OBJECTIVE
Copy all of the material below word for word. Leave out any picture.

Coordinate labeling data
* START *

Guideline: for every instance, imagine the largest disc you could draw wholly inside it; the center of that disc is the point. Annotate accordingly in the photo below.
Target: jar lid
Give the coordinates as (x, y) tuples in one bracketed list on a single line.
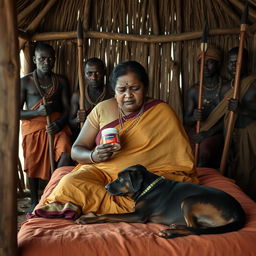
[(109, 130)]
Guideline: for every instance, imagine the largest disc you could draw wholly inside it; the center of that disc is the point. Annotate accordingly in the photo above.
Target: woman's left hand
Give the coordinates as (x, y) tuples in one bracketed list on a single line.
[(103, 152)]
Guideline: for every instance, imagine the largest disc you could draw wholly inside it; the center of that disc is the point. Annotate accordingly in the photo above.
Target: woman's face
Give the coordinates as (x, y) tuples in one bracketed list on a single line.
[(129, 93)]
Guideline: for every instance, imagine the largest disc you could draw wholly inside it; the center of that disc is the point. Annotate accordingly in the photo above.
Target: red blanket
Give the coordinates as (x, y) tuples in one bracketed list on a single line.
[(54, 237)]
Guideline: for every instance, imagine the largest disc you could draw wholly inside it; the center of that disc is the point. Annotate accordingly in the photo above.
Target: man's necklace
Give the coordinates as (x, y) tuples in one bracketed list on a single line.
[(99, 99)]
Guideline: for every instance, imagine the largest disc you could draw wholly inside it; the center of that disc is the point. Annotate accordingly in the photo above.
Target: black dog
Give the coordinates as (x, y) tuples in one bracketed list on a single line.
[(187, 208)]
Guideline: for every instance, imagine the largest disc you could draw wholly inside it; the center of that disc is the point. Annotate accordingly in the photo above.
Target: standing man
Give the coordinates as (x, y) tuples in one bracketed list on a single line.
[(211, 143), (95, 92), (43, 83), (242, 158)]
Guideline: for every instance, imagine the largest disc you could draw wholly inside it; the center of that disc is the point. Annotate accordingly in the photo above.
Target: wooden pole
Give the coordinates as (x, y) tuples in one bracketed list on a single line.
[(51, 142), (231, 120), (134, 38), (9, 132), (28, 10), (80, 65), (200, 89)]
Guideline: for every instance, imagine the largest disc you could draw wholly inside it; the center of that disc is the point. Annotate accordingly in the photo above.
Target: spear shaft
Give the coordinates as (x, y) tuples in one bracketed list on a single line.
[(51, 142), (200, 89), (231, 120), (80, 65)]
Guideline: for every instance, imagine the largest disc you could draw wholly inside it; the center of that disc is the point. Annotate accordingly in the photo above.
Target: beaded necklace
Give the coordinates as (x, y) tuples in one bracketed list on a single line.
[(99, 99)]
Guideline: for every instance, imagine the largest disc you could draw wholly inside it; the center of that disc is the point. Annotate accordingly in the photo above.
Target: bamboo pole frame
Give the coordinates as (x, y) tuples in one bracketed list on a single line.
[(9, 119), (134, 38), (28, 10)]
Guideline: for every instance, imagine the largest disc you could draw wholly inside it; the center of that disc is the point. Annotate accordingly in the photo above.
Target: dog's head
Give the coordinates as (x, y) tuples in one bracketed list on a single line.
[(128, 181)]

* END *

IN RESPONSE
Guideline: for every instance, imagine the largest disc you could draw wholly inside it; the center of that disc is the point. Annotate accordingly in the photo below.
Target: jar lid
Give the coordinates as (x, y) tuples in one bracketed list on a single line.
[(109, 130)]
Guideline: for every instance, imagine the largest disc you could draw wholly inside it; the center of that disc is the point. Annotate accordingly in the photo above.
Target: woman's left hand
Give the coordinates as (x, y) tuples in one bracketed list on a single line.
[(103, 152)]
Guideline: for every instance, imagine the largest disc you could draw wholly inside it; the center of that disc is the point. Annotate accordingly in the photo above.
Target: woman's face
Give the coordinates as (x, y) tuples in one bracketed list on a single line.
[(129, 93)]
Guideline: for every instance, imagine the largest disc you could draw wholly inside it; the center of that disc is the point. Annotate accordingly in the photo above.
Target: red blanket
Give the coordinates as (x, y) tuples in one bracketed list on a single line.
[(54, 237)]
Guideline: for every instance, imagine the largest disc you could draw wholly inside it; the center of that disc is the point. Annotate accordingly in the photo above.
Target: man's necklace
Give the coordinates as (x, y) tuples in one bracketed list on a single line.
[(99, 99)]
Guideline: for every instance, imagine the largest disc you could draw wholly inside it; the center of that disc is the point. Annotate accordingly in the photo above.
Target: black dog
Give the coordinates as (x, y) tuples in one bracketed list on a single line.
[(187, 208)]
Guideline: for every instance, imagine the largest disc you could draw wholly inside it; the center of that disc is the point. Annotate accordingly in the photo above.
Target: standing man
Give the coordinates as (x, y) tuples in one bracketed list on a single line.
[(211, 143), (95, 92), (43, 83), (242, 158)]
Guideline: for every instance, imagine the largest disc you could draw wholly inside it; the center of that disc is the point. Annotate accordingly in the photo above.
Target: wooden pole
Give the coordinates as (x, y) tuples in one bracketed list on a single line.
[(51, 142), (231, 120), (134, 38), (9, 132), (28, 10), (80, 65), (200, 89)]
Guideline: for every instance, imagine the largest disc you could draw wholly inside it; the center of that disc is the point. Annotate accordingly in the photo above.
Target: spear shaft
Give the coordinates as (x, y) tuples in one bracketed list on a single line.
[(51, 142), (200, 89), (231, 120), (80, 65)]
Guideline: for every instance, imagine the largest disc you could draw wholly inside it; the center of that disc is the point. Annotate accordingly in the photo above.
Target: beaded necklace
Give the coordinates as (x, y) tuples in one bracketed list on a single line.
[(99, 99)]
Guideline: for every instance, imagine the largest disc you could draw wholly inside it; the center of that disc is the point. Annotate accordingly in the photo above.
Target: bamboo pole frame
Give the coordinates as (x, y) tuples in one bracketed list on a single line.
[(9, 119), (134, 38), (28, 10)]
Guideline: for every instance, imagine the largest disc you could draw wholly inside it; the center of that disc is the point. Annotate accordingly in the photo above.
Target: dog's head
Give the coordinates as (x, y) tuples in one bracketed list on a single line.
[(128, 181)]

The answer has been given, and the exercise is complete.